• TEXTE SOURCE:
·····
Nous sommes en 2012 et « maman bulldozer* » fait fort.

« Je ne savais pas que les trottoirs du boulevard Nangui Abrogoua à Adjamé pouvaient être si propres et dégagés. Regarde, on aperçoit même les premiers bâtiments du Plateau là-bas au loin »,

« Hum ! Donc il y avait une voie bitumée par ici et on faisait un grand détour. Le marché de Sicogi de Yopougou avait occupé à lui seul près de 300m de voirie »,

« C’est l’anarchie au pays mon frère, même les maquis et les boîtes de nuit sauvagement construits à la rue princesse de Yopougou viennent d’être rasés par maman bulldozer ».

Les ivoiriens découvrent Abidjan sous un nouveau jour.

Des kilomètres de constructions anarchiques détruites, des déguerpissements forcés, des ratissages des vendeurs ambulants, le nettoyage des dépôts sauvages d’ordures, l’ouverture des ouvrages de drainage des eaux obstrués par des constructions sur les caniveaux, même les arrêts incontrôlés des gbakas* et autres véhicules de transport en pleine chaussée pour déverser leurs clients ont cessé.

« On respire mieux à Abidjan maintenant », entendait-on.

Autant d’actions qui ont valu à cette dame de fer les félicitations du gouvernement pour le travail abattu et l’affectueux surnom de « maman bulldozer » par les ivoiriens, car la casse elle connait!

Mais apparemment toutes ces actions de l’imposante Anne Désirée Ouloto, imposante dans la forme et dans le fond, ministre de la salubrité urbaine, n’ont pas dû plaire à tout le monde. Un remaniement ministériel en novembre 2012, lui confie un nouveau portefeuille, celui de la famille et de la protection de l’enfant. Les loups aux longues dents tapis dans l’ombre y sont probablement pour quelque chose.

En moins d’un claquement de doigts, c’est le retour au chaos habituel. Je comprends mieux maintenant l’expression : « Chassez le naturel et il reviendra au galop ».

Nos loups et maîtres loups libérés s’adonnent au rattrapage des fonds perdus dans cette affaire de déguerpissement. Les commerçants sur les places publiques sont revenus plus nombreux que jamais. Le business à Nangui Abrogoua et dans les autres marchés d’Abidjan est redevenu florissant. Les billeteurs* des mairies ont retrouvé le sourire et les installations sur les trottoirs vont bon train. Les chauffeurs des véhicules de transport ont également réinvesti les trottoirs et les chaussées, pourvus que les bandes de gnambros* qui règnent en maître sur les trottoirs et autres carrefours reçoivent leur kish*. Les montagnes d’immondices ont inévitablement repris leur place.
·····
• CONSIGNES:
1. Indiquez uniquement le nombre de lignes des enregistrements qui contiennent la chaîne « point », en respectant la casse.
2. Poursuivez le texte sur l'assainissement d'Abidjan à partir de sa dernière phrase.
Le texte et les enregistrements n'ont aucun rapport entre eux.
·····
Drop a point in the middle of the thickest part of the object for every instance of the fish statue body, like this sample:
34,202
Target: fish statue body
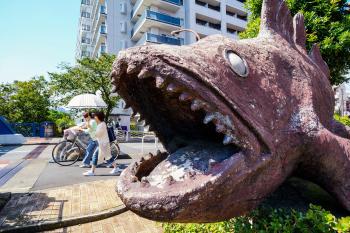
236,118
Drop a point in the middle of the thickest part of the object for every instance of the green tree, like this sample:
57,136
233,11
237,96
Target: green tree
25,101
61,119
88,76
327,23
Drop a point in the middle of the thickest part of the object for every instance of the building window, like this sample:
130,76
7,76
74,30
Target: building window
103,28
85,14
242,17
230,13
85,2
201,3
122,8
85,54
123,44
231,31
103,9
85,27
215,25
123,28
103,48
215,8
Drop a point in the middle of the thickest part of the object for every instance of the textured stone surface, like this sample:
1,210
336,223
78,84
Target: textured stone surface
278,114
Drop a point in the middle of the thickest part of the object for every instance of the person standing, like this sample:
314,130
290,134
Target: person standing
90,128
104,149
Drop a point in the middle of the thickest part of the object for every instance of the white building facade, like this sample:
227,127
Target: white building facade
109,26
113,25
·····
• RÉPONSES ATTENDUES:
1. 6

2.
« Au-delà du mental, le problème de l’Afrique est génétique », dixit les patrons*.

Drôle d’élus locaux que nous avons. Il n’y a jamais assez d’argent pour les travaux publics, rien ne marche, mais leur train de vie lui ne sait plus marcher, il court et s’envole.

Vraiment, si ce n’est génétique, quel est donc le problème ?

Le retour de maman bulldozer au poste de ministre la salubrité urbaine et de l’assainissement depuis janvier 2016 suscite beaucoup d’espoir. Les échos des activités en cours de réalisation par son ministère sont bons pour redorer le visage d’Abidjan et même des villes de l’intérieur du pays.

L’opération zéro tolérance lancée fait déjà tâche d’huile. Mais tout ce travail ne pourra se faire qu’avec le soutien des élus et des collectivités territoriales. Autant dire que ça va barder.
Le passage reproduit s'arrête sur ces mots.